» Natural-language object grounding data
- - - - - - -
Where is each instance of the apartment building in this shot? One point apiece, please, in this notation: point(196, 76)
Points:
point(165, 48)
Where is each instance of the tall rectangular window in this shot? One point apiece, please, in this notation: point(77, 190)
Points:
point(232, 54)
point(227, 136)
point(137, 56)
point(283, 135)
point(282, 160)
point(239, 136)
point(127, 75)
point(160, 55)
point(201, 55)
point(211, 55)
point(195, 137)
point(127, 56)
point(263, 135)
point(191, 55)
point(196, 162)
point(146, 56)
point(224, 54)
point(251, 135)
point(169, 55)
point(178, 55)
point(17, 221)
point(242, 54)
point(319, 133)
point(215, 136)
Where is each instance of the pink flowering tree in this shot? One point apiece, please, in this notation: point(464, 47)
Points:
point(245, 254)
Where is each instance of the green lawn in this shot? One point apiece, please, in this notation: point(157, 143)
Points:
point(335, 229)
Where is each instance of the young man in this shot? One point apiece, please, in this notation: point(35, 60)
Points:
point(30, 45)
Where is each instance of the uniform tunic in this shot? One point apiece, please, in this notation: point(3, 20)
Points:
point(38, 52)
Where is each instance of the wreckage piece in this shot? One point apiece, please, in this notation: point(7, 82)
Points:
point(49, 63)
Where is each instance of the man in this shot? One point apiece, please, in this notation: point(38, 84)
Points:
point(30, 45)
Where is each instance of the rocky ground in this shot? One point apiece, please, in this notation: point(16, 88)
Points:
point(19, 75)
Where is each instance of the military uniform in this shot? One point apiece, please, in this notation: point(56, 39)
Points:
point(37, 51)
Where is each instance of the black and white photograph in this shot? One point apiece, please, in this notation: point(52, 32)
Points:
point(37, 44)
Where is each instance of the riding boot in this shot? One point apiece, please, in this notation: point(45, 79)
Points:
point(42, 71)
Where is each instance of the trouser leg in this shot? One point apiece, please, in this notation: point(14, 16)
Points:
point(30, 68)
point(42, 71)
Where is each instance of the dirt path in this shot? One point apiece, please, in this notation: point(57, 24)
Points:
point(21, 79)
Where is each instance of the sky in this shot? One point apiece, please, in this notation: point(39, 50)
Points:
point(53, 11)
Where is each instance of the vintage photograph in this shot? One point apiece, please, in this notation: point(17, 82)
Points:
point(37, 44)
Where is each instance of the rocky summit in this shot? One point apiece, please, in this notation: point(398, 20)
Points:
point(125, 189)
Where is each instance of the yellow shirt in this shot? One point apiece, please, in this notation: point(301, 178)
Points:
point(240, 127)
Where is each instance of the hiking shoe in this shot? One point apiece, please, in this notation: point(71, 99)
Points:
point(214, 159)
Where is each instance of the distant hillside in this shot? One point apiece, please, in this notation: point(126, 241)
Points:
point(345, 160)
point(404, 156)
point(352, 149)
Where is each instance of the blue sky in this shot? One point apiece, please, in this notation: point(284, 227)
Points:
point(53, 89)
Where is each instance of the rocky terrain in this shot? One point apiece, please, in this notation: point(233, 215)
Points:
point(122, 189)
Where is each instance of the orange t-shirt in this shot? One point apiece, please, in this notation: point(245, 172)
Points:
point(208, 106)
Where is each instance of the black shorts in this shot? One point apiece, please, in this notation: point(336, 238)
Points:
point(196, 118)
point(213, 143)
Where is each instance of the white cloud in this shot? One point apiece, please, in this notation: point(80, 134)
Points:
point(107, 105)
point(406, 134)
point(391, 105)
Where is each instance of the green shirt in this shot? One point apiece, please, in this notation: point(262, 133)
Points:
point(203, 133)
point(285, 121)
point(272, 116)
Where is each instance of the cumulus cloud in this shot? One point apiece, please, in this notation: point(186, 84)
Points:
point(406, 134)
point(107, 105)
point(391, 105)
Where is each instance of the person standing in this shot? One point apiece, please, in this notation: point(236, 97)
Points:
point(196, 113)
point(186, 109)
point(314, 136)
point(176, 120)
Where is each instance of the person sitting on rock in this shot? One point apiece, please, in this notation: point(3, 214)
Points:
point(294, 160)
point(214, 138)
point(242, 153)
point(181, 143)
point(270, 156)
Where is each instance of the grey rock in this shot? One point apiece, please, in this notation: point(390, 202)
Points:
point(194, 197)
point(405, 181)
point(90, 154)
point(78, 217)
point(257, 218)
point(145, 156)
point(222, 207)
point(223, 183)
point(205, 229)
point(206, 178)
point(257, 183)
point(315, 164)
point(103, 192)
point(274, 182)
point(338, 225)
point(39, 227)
- - - - - - -
» ACTIVITY
Every line from the one containing "Where is each instance of the person standing" to the end of the entries must be set down exactly, with none omitted and none added.

» EXPECTED ANSWER
Where is each instance of the person standing in this shot? One point apiece, please, in this notation: point(236, 97)
Points:
point(196, 113)
point(186, 109)
point(314, 136)
point(176, 120)
Where is each instance of the person sitting on rock in this shot? One point apiece, please, in this notation: point(3, 214)
Points:
point(294, 160)
point(214, 138)
point(242, 153)
point(181, 143)
point(270, 156)
Where is each instance of the grey rock in this shot? One point apiece, please, in this notation: point(390, 202)
Points:
point(194, 197)
point(405, 181)
point(90, 154)
point(78, 217)
point(257, 218)
point(145, 156)
point(222, 207)
point(223, 183)
point(205, 229)
point(206, 178)
point(257, 183)
point(315, 164)
point(103, 192)
point(274, 182)
point(338, 225)
point(39, 227)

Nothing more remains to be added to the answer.